— What is asked —
Render every line of the listing below as a Markdown table with the columns Row and Line, where Row numbers each line and blank lines are skipped. Leave the pictures out.

— Available records —

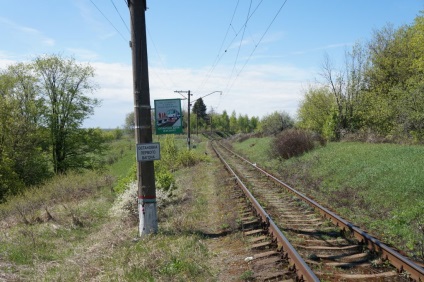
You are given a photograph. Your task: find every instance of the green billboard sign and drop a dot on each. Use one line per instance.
(168, 116)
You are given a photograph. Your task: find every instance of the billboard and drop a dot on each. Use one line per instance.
(168, 116)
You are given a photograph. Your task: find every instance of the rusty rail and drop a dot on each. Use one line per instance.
(396, 259)
(303, 272)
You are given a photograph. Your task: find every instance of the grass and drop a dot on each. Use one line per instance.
(70, 235)
(378, 186)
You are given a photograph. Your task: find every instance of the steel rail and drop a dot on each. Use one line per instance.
(401, 263)
(303, 272)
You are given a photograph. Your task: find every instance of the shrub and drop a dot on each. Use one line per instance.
(292, 143)
(165, 180)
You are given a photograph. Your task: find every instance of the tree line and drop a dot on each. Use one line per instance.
(379, 92)
(43, 105)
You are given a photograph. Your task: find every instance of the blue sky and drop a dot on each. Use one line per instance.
(262, 64)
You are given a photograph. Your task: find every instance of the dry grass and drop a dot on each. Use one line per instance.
(89, 240)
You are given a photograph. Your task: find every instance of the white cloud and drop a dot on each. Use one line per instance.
(31, 34)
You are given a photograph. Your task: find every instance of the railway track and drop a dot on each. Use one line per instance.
(296, 239)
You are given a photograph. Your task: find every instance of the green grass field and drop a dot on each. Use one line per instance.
(378, 186)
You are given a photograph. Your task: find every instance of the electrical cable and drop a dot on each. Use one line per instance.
(120, 16)
(256, 46)
(109, 21)
(220, 56)
(238, 50)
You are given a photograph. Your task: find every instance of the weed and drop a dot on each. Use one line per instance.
(247, 275)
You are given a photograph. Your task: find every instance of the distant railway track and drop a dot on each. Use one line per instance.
(305, 238)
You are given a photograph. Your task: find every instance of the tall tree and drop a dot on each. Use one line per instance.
(64, 86)
(22, 142)
(316, 109)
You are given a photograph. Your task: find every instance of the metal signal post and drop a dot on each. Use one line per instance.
(142, 118)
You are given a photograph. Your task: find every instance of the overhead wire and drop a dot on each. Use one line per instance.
(239, 47)
(256, 46)
(116, 9)
(220, 53)
(108, 21)
(220, 48)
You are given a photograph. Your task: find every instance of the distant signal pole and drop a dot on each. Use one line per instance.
(143, 129)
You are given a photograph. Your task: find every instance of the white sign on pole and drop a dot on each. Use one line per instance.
(148, 152)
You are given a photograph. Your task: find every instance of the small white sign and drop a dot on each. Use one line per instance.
(148, 152)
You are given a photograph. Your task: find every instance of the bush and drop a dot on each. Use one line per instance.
(292, 143)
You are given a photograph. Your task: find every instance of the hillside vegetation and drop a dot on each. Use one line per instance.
(378, 186)
(83, 226)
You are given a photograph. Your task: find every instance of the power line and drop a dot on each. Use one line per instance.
(221, 55)
(241, 41)
(120, 15)
(260, 40)
(109, 21)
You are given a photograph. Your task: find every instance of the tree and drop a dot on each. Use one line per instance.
(316, 109)
(64, 86)
(275, 123)
(233, 125)
(22, 141)
(254, 122)
(243, 123)
(347, 86)
(224, 121)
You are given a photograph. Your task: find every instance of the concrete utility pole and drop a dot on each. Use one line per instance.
(188, 115)
(142, 118)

— Answer to this problem —
| Row | Line |
|---|---|
| 1 | You are given a photograph. Your task: find every instance of the green billboard sign and drop a dot on each. Use one line per instance. |
| 2 | (168, 116) |
| 3 | You are given a photograph. Your task: find every instance of the billboard and drop a dot on each. Use one line per instance. |
| 4 | (168, 116) |
| 5 | You are given a photograph. Your task: find every instance of the rusty rail and drop a dot on each. Use one line per instance. |
| 6 | (396, 259) |
| 7 | (303, 272) |
| 8 | You are given a photograph. Your task: find every instance of the grass and drop a dot on each. Use one line per instance. |
| 9 | (70, 235) |
| 10 | (378, 186) |
| 11 | You are given a photograph. Your task: find every instance of the steel rail and drop a dot on each. Use one line per instance. |
| 12 | (401, 263) |
| 13 | (303, 272) |
| 14 | You are given a photograph. Your task: find every instance of the shrub and drop a dot on each. Use one line per instance. |
| 15 | (292, 143) |
| 16 | (165, 180) |
| 17 | You are given a photograph. Your task: find every instance of the tree line and drop a dot on each. Use one line per instance. |
| 18 | (379, 92) |
| 19 | (43, 105) |
| 20 | You are given a photograph. Your task: find every instance of the blue sky and drop a dot on each. Use one line per instance. |
| 21 | (262, 64) |
| 22 | You are given a photograph. Your task: find every instance of the dry grass and drop a dot on each. Use one line per instance. |
| 23 | (89, 240) |
| 24 | You are given a photograph. Your task: find every instance of the white cloud and drop a dot on each. Use one line per instance. |
| 25 | (31, 34) |
| 26 | You are given a photograph. Your task: find every instance of the railway track and drop a dot on each. Use one line per instance. |
| 27 | (296, 239) |
| 28 | You are given a photograph. Your task: find every instance of the green grass field and drop a dot on each. Use one line per instance. |
| 29 | (378, 186) |
| 30 | You are given a photograph. Your task: find every instance of the electrical cable and drop a dot on each. Use one line per instance. |
| 31 | (120, 16) |
| 32 | (256, 46) |
| 33 | (109, 21) |
| 34 | (220, 56) |
| 35 | (238, 50) |
| 36 | You are given a photograph. Your task: find every instance of the weed and drop a dot on each. Use one line per instance. |
| 37 | (247, 275) |
| 38 | You are given a photograph. Your task: find every instance of the distant railway track and drop a dot on each. Use one line per instance. |
| 39 | (305, 238) |
| 40 | You are given a photograph. Your task: find every instance of the tall tree and drop a dot on each. Use one line per instance. |
| 41 | (64, 86) |
| 42 | (22, 142) |
| 43 | (316, 109) |
| 44 | You are given a photograph. Your task: find every instance of the metal signal post and drop a dot on each. Use one line per instance. |
| 45 | (142, 118) |
| 46 | You are given a photograph. Your task: find every instance of the overhead wire and drop a dot on each. Use one line per instance. |
| 47 | (239, 47) |
| 48 | (256, 46) |
| 49 | (116, 9) |
| 50 | (220, 53) |
| 51 | (108, 21) |
| 52 | (220, 48) |
| 53 | You are given a photograph. Your task: find every instance of the distant signal pole and drop a dot on each. Use one line per instance. |
| 54 | (143, 129) |
| 55 | You are given a photograph. Your task: find every instance of the white sign on pole and drop a dot on each. Use one line per instance. |
| 56 | (148, 152) |
| 57 | You are given a photograph. Your task: find every instance of the small white sign and drop a dot on each. Use one line per instance. |
| 58 | (148, 152) |
| 59 | You are given a photograph. Your task: find every instance of the bush and drop a dot on each. Use one line per instance. |
| 60 | (292, 143) |
| 61 | You are given a photograph. Your task: find every instance of the hillside vegetation and drop a dot on each. Use one line per instance. |
| 62 | (378, 186) |
| 63 | (83, 226) |
| 64 | You are given a photograph. Your task: find every instance of the power line and drop a dot on each. Use one line per instance. |
| 65 | (221, 55) |
| 66 | (241, 41) |
| 67 | (120, 15) |
| 68 | (260, 40) |
| 69 | (109, 21) |
| 70 | You are given a photograph. Your task: find every instance of the tree and drop a dot on each. Use one line per instance. |
| 71 | (316, 109) |
| 72 | (64, 86) |
| 73 | (275, 123) |
| 74 | (233, 125) |
| 75 | (22, 141) |
| 76 | (254, 122) |
| 77 | (243, 123) |
| 78 | (347, 86) |
| 79 | (224, 121) |
| 80 | You are given a photograph. Your task: find every instance of the concrete utility pole and drop a dot on each. Use one line per instance. |
| 81 | (188, 115) |
| 82 | (142, 118) |